**Exercise description**
Rename "headlight" to "headlamp" in the rows below, starting at the first row and ending at the line that contains "34, 222, 160, 360", and keep everything else unchanged. Leave the pictures out of your answer.

-- begin Information shown --

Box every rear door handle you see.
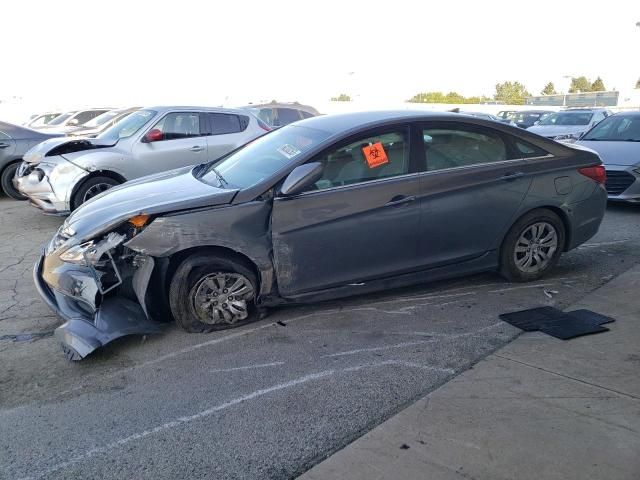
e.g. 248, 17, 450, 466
385, 195, 416, 207
502, 172, 524, 181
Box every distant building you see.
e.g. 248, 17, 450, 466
524, 89, 640, 108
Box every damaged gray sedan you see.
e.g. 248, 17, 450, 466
34, 111, 607, 360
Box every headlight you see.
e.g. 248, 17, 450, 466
60, 240, 95, 265
60, 232, 127, 266
553, 133, 580, 143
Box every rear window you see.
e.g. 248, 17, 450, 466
539, 112, 593, 125
209, 113, 242, 135
278, 108, 300, 126
200, 125, 330, 188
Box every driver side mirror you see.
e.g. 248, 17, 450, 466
280, 162, 322, 197
142, 128, 164, 143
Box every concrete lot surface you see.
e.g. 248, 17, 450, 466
0, 198, 640, 479
301, 267, 640, 480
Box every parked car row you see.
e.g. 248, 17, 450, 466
0, 105, 640, 359
31, 108, 606, 360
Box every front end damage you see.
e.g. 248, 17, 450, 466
34, 222, 160, 360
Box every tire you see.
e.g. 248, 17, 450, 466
71, 176, 120, 210
0, 162, 27, 200
169, 253, 259, 333
500, 208, 566, 282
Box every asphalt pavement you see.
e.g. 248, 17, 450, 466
0, 198, 640, 479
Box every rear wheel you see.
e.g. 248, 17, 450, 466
169, 254, 258, 333
71, 176, 120, 210
0, 162, 27, 200
500, 209, 565, 282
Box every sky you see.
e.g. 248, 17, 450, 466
0, 0, 640, 109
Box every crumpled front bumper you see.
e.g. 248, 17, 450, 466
13, 161, 89, 215
33, 252, 161, 360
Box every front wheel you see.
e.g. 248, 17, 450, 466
500, 209, 565, 282
0, 162, 27, 200
169, 254, 258, 333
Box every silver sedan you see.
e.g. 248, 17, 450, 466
576, 111, 640, 203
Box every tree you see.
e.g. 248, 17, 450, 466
591, 77, 606, 92
540, 82, 558, 95
569, 75, 602, 93
493, 82, 531, 105
407, 92, 490, 104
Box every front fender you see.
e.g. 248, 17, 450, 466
125, 201, 273, 295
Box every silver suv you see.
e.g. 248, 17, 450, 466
14, 107, 268, 215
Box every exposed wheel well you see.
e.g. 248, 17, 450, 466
165, 246, 261, 291
500, 205, 571, 252
0, 158, 22, 175
69, 170, 127, 199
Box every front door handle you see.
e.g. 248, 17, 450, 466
385, 195, 416, 207
502, 172, 524, 182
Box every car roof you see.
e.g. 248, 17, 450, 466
555, 107, 607, 113
144, 105, 255, 115
610, 110, 640, 117
294, 110, 458, 133
241, 102, 320, 115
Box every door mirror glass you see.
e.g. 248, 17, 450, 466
280, 162, 322, 196
142, 128, 164, 143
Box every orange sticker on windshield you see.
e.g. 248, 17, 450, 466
362, 142, 389, 168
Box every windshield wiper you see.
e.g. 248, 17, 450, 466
211, 167, 229, 187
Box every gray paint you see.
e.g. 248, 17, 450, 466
17, 107, 266, 214
0, 122, 62, 179
36, 112, 606, 356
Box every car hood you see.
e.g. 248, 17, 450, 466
63, 167, 238, 243
23, 137, 117, 163
576, 140, 640, 167
527, 125, 589, 137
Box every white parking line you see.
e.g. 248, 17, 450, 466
322, 340, 433, 358
20, 360, 455, 480
209, 362, 284, 373
15, 370, 336, 480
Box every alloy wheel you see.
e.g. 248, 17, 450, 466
192, 272, 254, 325
513, 222, 558, 273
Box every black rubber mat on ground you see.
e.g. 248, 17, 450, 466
500, 307, 615, 340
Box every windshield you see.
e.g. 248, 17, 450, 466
513, 112, 542, 125
83, 110, 122, 128
201, 125, 331, 188
47, 112, 76, 125
97, 110, 158, 142
583, 115, 640, 142
538, 112, 593, 125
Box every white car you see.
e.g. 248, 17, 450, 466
14, 107, 269, 215
527, 108, 611, 143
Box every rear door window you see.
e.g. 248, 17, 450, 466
422, 125, 508, 171
312, 129, 409, 190
209, 113, 246, 135
74, 110, 105, 125
153, 112, 200, 140
277, 108, 301, 127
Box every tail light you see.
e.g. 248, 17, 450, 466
578, 165, 607, 185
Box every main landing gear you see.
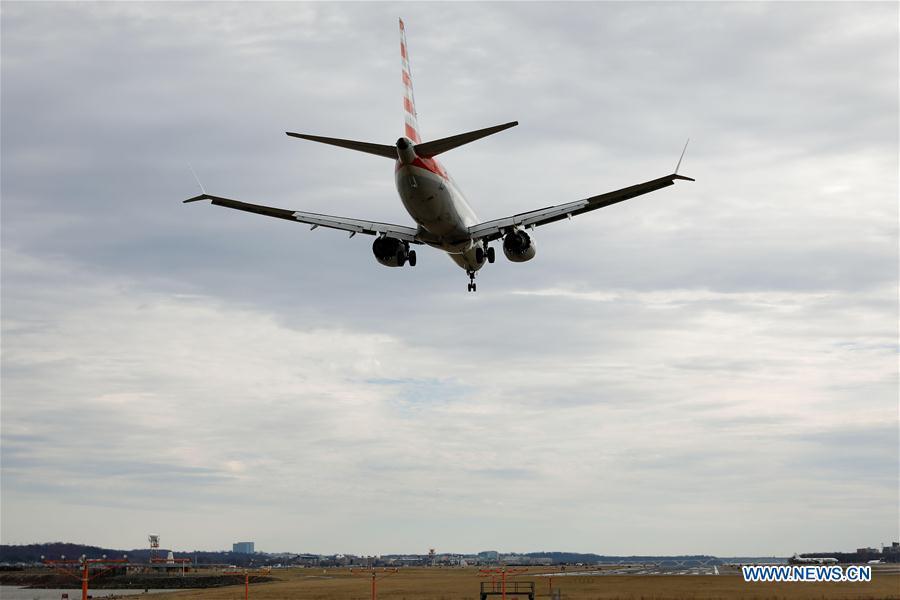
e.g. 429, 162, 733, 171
475, 246, 496, 265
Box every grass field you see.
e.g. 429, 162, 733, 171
144, 568, 900, 600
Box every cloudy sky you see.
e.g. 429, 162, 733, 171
2, 2, 900, 555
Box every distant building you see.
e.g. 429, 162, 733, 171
231, 542, 256, 554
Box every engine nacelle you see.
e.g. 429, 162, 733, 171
372, 237, 409, 267
503, 229, 535, 262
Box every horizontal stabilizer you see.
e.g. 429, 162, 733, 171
285, 131, 397, 160
415, 121, 519, 158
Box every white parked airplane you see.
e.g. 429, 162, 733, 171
185, 19, 694, 292
790, 552, 838, 565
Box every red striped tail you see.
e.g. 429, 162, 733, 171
400, 19, 422, 144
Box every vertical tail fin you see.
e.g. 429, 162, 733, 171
400, 19, 422, 144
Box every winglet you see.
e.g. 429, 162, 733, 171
188, 163, 206, 194
675, 138, 691, 175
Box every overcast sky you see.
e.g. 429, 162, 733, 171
2, 2, 900, 555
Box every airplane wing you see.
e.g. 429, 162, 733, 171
469, 172, 694, 241
184, 194, 422, 244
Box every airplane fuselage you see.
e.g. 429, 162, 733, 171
394, 138, 483, 271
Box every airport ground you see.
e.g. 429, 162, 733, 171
142, 567, 900, 600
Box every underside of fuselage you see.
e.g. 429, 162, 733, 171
395, 158, 483, 272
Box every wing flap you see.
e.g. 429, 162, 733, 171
184, 194, 422, 244
469, 173, 694, 241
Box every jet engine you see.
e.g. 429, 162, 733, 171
503, 229, 534, 262
372, 237, 416, 267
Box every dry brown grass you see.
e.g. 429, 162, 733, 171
141, 568, 900, 600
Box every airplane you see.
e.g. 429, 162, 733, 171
184, 19, 695, 292
790, 552, 838, 565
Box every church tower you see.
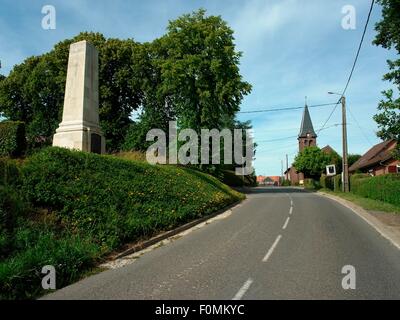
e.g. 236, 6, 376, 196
297, 104, 317, 152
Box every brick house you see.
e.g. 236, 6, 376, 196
349, 139, 400, 176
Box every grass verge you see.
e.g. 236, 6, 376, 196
0, 148, 244, 299
319, 189, 400, 214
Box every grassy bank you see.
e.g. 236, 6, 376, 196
0, 148, 244, 299
319, 189, 400, 214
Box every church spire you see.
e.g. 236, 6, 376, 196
299, 104, 317, 138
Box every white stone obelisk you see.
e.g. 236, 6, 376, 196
53, 41, 105, 154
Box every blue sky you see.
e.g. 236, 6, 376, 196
0, 0, 394, 175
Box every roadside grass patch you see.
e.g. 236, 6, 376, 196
0, 148, 244, 299
319, 189, 400, 214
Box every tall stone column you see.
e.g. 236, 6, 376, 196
53, 41, 105, 154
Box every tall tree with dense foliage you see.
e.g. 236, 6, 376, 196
293, 147, 331, 179
159, 10, 251, 132
374, 0, 400, 159
0, 33, 142, 150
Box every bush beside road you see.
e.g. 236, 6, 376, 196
0, 148, 244, 299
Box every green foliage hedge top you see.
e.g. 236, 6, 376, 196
22, 148, 242, 251
0, 121, 26, 157
351, 174, 400, 206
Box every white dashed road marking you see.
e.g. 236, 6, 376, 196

-- end Information shown --

**Answer to this problem**
Box every rear door handle you see.
e.g. 248, 17, 450, 466
385, 195, 416, 207
502, 172, 524, 181
Box every distant building you see.
e.g. 248, 17, 450, 466
524, 89, 640, 108
Box every damaged gray sedan you see.
e.g. 248, 17, 450, 466
34, 111, 607, 360
Box every headlamp you see.
e.g. 248, 17, 450, 466
60, 240, 95, 265
60, 232, 127, 266
553, 133, 580, 143
Box every rear window you see.
e.g. 248, 17, 450, 466
539, 112, 593, 125
209, 113, 242, 135
278, 108, 300, 126
200, 125, 330, 188
Box every driver side mirror you see.
e.g. 248, 17, 450, 466
280, 162, 322, 197
142, 128, 164, 143
Box every concrete lot surface you see.
e.g. 248, 17, 450, 466
0, 198, 640, 479
301, 267, 640, 480
Box every parked car row you see.
e.g. 248, 17, 450, 466
0, 105, 640, 359
31, 108, 606, 360
Box every front end damage you see.
e.g. 248, 17, 450, 466
34, 222, 160, 360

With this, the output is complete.